### Directions
Filter the records below for the word "canopy". Copy each line that holds it.

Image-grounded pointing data
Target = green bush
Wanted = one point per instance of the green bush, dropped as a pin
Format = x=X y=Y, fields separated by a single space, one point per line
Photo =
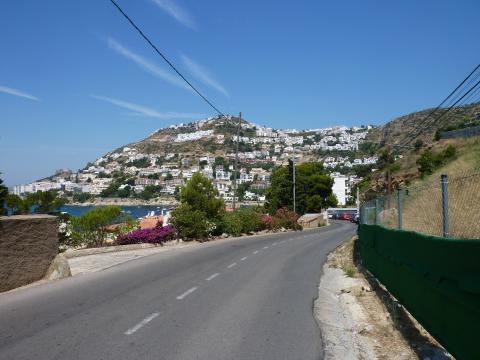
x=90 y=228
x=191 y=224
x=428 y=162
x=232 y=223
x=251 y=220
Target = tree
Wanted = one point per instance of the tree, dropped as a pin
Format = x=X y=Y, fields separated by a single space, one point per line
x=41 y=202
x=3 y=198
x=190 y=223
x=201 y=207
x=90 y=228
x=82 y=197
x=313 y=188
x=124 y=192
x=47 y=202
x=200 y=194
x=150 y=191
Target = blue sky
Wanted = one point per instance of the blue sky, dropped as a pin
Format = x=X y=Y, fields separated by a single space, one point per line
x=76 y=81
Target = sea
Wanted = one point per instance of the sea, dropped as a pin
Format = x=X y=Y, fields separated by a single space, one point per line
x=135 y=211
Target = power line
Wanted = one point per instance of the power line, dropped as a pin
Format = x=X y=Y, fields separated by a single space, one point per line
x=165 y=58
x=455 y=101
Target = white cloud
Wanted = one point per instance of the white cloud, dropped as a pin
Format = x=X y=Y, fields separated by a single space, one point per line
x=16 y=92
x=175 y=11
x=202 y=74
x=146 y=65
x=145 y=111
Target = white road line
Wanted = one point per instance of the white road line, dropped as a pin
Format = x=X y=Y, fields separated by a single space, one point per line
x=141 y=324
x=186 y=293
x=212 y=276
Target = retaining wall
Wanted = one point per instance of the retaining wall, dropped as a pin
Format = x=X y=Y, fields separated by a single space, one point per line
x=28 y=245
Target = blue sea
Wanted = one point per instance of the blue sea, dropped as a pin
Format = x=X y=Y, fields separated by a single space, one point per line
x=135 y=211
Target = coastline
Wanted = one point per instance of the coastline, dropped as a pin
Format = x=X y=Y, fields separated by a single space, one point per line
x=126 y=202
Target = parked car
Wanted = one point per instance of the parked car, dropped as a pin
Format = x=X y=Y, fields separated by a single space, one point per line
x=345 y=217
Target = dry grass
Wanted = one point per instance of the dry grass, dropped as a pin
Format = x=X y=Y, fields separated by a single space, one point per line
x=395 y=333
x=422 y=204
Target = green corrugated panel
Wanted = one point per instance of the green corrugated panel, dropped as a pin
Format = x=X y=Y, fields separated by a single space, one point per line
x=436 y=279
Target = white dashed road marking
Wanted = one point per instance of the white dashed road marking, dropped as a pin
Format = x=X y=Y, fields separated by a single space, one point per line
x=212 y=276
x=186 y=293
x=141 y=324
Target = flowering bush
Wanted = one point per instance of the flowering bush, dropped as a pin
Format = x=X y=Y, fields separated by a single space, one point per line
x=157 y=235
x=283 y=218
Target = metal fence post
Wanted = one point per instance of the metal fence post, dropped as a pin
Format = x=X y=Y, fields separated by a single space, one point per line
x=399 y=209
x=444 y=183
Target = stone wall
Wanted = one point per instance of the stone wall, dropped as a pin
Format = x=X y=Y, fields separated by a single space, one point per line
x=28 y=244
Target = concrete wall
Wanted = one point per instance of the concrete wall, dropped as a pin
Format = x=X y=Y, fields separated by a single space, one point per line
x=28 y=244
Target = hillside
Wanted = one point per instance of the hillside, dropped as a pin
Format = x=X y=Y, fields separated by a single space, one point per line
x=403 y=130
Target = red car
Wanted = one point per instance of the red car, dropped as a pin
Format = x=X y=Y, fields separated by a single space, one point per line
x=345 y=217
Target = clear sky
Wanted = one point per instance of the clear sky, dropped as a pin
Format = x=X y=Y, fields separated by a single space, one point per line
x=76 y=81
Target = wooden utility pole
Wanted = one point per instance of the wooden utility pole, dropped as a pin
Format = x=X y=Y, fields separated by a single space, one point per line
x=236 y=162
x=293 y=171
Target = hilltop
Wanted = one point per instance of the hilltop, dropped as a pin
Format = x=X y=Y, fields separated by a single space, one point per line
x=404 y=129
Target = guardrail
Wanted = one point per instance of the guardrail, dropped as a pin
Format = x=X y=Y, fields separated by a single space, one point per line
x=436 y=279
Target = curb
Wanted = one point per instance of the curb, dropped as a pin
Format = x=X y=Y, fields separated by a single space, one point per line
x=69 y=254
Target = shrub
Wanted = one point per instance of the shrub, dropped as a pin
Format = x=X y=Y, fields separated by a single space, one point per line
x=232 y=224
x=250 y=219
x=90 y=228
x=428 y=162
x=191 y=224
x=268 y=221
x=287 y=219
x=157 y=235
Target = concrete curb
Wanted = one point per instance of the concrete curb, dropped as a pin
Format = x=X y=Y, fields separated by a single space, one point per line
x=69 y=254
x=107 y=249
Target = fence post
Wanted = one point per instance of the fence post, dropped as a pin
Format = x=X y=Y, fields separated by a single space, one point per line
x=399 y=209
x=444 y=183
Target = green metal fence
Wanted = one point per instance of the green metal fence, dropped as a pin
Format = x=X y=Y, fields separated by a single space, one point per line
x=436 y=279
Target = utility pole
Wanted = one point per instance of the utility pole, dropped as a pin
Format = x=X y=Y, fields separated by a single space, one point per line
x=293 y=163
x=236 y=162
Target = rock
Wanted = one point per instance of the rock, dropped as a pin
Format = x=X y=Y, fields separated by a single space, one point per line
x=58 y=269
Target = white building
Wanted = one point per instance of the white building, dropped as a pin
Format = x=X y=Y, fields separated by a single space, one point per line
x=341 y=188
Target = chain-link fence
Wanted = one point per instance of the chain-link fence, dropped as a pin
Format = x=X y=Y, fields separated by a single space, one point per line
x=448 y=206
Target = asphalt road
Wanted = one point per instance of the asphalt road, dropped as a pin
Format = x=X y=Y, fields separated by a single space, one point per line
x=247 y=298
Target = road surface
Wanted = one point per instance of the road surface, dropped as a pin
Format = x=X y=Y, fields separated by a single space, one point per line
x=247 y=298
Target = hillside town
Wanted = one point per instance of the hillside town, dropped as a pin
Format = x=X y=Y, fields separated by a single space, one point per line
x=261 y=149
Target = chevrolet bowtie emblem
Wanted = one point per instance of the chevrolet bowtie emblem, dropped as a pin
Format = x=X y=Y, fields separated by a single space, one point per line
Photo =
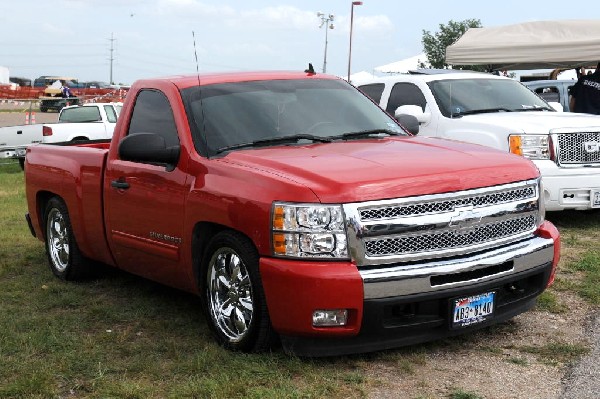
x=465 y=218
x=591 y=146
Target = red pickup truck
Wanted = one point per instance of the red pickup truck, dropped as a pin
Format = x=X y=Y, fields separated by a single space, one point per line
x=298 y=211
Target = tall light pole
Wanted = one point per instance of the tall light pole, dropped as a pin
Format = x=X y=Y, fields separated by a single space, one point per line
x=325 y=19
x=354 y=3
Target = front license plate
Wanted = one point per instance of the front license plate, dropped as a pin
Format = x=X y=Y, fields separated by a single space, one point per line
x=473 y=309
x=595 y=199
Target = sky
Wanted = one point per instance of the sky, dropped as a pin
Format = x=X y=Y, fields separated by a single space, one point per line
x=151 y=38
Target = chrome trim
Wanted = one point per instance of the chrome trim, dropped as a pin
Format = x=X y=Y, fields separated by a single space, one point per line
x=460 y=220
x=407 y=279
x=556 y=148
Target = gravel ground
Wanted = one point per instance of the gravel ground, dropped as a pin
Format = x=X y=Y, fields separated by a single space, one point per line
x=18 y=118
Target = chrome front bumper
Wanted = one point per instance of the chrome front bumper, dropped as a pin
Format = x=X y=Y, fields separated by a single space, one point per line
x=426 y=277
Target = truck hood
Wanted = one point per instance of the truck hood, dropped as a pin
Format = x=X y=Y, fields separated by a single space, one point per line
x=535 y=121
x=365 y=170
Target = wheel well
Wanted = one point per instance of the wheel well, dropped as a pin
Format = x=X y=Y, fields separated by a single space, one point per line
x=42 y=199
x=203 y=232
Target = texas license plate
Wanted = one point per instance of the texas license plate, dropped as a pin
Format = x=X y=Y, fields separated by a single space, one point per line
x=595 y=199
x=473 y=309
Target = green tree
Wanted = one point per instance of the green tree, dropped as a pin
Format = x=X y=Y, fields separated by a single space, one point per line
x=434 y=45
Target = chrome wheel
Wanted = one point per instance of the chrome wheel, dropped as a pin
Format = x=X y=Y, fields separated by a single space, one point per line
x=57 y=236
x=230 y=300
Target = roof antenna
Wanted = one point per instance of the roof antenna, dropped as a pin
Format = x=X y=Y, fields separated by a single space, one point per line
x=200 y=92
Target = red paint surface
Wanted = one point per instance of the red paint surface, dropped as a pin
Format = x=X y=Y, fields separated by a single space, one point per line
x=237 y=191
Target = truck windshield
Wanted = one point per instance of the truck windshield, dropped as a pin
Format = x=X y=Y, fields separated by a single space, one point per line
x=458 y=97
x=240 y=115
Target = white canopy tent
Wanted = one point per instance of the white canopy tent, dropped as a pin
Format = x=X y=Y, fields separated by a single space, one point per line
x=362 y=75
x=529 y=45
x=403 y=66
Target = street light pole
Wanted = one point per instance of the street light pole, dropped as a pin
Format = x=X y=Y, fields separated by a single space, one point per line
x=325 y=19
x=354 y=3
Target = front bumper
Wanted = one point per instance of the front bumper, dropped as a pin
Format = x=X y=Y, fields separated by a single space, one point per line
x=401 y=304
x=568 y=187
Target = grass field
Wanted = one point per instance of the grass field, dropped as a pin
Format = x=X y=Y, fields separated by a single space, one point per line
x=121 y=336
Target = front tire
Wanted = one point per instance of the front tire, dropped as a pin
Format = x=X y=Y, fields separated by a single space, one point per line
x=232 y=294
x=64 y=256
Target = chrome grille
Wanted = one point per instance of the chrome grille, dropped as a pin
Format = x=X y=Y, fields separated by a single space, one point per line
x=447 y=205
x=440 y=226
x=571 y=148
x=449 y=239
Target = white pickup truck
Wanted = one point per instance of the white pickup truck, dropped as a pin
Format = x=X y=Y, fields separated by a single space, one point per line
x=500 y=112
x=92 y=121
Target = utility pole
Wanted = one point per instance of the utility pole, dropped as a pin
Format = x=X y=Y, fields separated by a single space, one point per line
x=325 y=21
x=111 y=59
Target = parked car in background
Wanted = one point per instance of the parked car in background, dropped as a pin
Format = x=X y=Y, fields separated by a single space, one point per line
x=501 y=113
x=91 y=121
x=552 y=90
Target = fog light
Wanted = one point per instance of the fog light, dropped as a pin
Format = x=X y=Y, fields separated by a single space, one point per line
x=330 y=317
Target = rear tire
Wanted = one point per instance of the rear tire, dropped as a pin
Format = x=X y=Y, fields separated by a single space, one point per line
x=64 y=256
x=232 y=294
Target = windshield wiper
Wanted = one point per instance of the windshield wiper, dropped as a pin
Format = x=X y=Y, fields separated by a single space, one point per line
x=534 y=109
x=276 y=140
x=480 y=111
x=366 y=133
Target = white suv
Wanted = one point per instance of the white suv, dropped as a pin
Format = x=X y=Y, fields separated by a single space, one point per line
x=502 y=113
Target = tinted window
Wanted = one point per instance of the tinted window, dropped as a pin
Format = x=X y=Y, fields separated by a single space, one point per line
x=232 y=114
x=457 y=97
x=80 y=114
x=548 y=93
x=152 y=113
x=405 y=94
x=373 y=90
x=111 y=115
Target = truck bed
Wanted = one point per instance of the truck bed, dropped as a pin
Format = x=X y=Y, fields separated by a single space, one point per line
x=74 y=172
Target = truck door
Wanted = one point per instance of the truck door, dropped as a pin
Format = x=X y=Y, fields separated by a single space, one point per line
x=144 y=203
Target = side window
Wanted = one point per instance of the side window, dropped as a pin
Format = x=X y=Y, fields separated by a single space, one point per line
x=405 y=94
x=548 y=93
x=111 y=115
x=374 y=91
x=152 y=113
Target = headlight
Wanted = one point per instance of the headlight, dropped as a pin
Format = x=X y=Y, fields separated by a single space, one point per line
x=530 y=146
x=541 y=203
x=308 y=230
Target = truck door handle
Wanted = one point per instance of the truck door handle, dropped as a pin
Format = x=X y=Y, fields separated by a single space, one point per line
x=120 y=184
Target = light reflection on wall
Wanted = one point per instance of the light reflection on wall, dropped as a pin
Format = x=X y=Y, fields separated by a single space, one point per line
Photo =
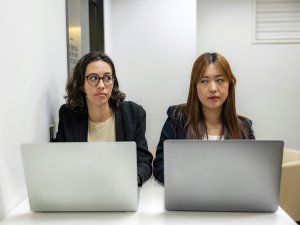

### Written answer
Target = white canopy tent
Wanted = one point per instance of the white canopy tent, dropped as a pin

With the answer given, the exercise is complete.